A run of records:
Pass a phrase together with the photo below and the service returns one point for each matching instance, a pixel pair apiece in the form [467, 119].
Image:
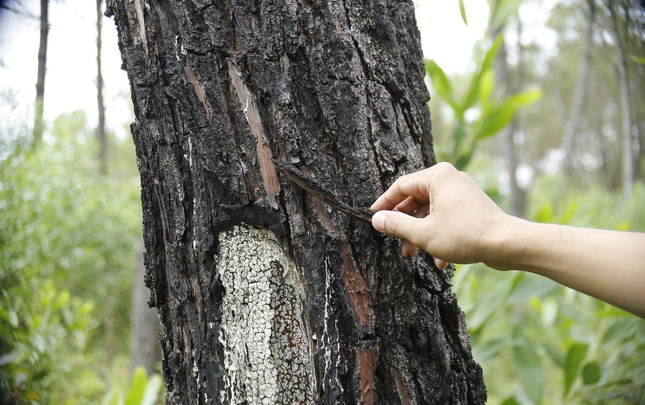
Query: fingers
[441, 265]
[404, 187]
[416, 184]
[401, 225]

:: EXERCISE DESCRIPTION ::
Make an exact copy of all the material, but keep the pictures out of it.

:: OUTPUT OF THE TASK ::
Pass a phrase together with the photo below and the service returns one point for each matching instance, a pixel pair apiece in the form [467, 119].
Image:
Query: fingers
[441, 265]
[404, 187]
[416, 184]
[401, 225]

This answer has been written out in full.